**The request**
Print every line of the records below verbatim, from the first record through the last.

* START *

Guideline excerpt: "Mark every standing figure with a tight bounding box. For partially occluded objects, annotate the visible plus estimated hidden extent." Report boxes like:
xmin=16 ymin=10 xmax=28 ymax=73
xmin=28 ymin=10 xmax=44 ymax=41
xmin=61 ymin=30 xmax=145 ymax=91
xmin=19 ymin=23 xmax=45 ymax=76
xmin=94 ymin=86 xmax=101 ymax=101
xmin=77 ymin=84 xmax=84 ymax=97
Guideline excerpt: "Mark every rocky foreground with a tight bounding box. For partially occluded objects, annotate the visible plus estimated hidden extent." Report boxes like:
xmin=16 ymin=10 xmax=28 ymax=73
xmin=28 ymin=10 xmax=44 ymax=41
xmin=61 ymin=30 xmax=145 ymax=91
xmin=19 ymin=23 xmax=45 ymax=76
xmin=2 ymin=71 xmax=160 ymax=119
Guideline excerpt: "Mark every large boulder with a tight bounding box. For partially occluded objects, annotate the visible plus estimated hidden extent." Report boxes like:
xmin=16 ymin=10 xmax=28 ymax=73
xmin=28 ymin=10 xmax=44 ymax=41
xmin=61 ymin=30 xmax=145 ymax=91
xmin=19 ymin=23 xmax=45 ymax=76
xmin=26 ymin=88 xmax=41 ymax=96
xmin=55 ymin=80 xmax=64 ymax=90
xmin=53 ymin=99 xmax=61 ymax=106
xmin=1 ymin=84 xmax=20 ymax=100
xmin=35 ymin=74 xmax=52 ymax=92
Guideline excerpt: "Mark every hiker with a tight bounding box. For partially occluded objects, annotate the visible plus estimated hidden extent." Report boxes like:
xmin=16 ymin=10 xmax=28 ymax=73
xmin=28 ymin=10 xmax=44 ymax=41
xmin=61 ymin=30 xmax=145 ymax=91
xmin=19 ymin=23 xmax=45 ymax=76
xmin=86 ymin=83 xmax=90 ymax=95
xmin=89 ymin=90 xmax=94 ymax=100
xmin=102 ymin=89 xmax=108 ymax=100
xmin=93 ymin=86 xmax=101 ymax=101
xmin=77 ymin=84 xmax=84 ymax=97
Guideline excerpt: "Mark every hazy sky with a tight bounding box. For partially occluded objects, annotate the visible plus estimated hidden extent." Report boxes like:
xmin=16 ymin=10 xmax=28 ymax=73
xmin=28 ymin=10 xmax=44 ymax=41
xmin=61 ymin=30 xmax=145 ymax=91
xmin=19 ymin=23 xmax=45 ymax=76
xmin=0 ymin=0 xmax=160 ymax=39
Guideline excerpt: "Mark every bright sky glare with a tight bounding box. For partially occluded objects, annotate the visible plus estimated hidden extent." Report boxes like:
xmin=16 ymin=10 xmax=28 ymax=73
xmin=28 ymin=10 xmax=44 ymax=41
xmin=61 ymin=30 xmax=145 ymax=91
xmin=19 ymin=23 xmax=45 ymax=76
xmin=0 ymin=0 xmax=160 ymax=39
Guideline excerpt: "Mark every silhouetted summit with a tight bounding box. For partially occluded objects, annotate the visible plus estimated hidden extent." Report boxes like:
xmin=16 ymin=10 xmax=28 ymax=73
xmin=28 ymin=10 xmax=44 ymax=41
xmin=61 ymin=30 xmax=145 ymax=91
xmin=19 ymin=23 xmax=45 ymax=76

* END *

**The answer**
Guideline excerpt: "Mark every standing figure with a tight bounding box. For partially occluded objects, annotate the visible plus estimated hidden extent." Report boxes like:
xmin=16 ymin=10 xmax=28 ymax=73
xmin=28 ymin=10 xmax=44 ymax=41
xmin=61 ymin=30 xmax=145 ymax=91
xmin=19 ymin=23 xmax=45 ymax=76
xmin=94 ymin=86 xmax=101 ymax=101
xmin=77 ymin=84 xmax=84 ymax=97
Guideline excerpt: "Mark every rocky foreground with a tight bounding box. For partially occluded objects, annotate the visible plus estimated hidden extent." Report boxes like:
xmin=16 ymin=10 xmax=28 ymax=73
xmin=28 ymin=10 xmax=44 ymax=41
xmin=61 ymin=30 xmax=145 ymax=91
xmin=19 ymin=23 xmax=45 ymax=76
xmin=2 ymin=71 xmax=160 ymax=119
Guideline excerpt: "Mark every large boulder with a tight bounding box. For partially occluded objects, annotate the visible plus estimated hidden extent." Report boxes like:
xmin=16 ymin=10 xmax=28 ymax=73
xmin=28 ymin=10 xmax=44 ymax=41
xmin=61 ymin=30 xmax=145 ymax=91
xmin=19 ymin=23 xmax=45 ymax=76
xmin=26 ymin=88 xmax=41 ymax=96
xmin=55 ymin=80 xmax=64 ymax=90
xmin=53 ymin=99 xmax=61 ymax=106
xmin=1 ymin=84 xmax=20 ymax=100
xmin=35 ymin=74 xmax=52 ymax=92
Guideline excerpt: "Mark every hiker with a tight bounding box. For partially occluded objects, annotate the visible plus estimated hidden extent." Report boxes like:
xmin=16 ymin=10 xmax=28 ymax=73
xmin=28 ymin=10 xmax=44 ymax=41
xmin=61 ymin=30 xmax=145 ymax=91
xmin=19 ymin=23 xmax=45 ymax=76
xmin=86 ymin=83 xmax=90 ymax=95
xmin=89 ymin=90 xmax=94 ymax=100
xmin=102 ymin=89 xmax=108 ymax=100
xmin=93 ymin=86 xmax=101 ymax=101
xmin=77 ymin=84 xmax=84 ymax=97
Guideline excerpt: "Mark every hazy sky with a tight bounding box. For partially occluded objects, annotate the visible plus estimated hidden extent." Report boxes like:
xmin=16 ymin=10 xmax=28 ymax=73
xmin=28 ymin=10 xmax=44 ymax=41
xmin=61 ymin=30 xmax=145 ymax=91
xmin=19 ymin=23 xmax=45 ymax=76
xmin=0 ymin=0 xmax=160 ymax=39
Guideline excerpt: "Mark every bright sky glare with a tight bounding box. For partially occluded objects, annotate the visible plus estimated hidden extent." Report boxes like:
xmin=16 ymin=10 xmax=28 ymax=73
xmin=28 ymin=10 xmax=44 ymax=41
xmin=61 ymin=30 xmax=145 ymax=91
xmin=19 ymin=23 xmax=45 ymax=76
xmin=0 ymin=0 xmax=160 ymax=39
Guideline excerpt: "Mark every silhouetted summit with a tight bounding box. For partially occluded objects, annotate the visible plus estimated hidden extent." Report boxes like:
xmin=16 ymin=10 xmax=28 ymax=73
xmin=28 ymin=10 xmax=44 ymax=41
xmin=61 ymin=30 xmax=145 ymax=91
xmin=19 ymin=23 xmax=45 ymax=76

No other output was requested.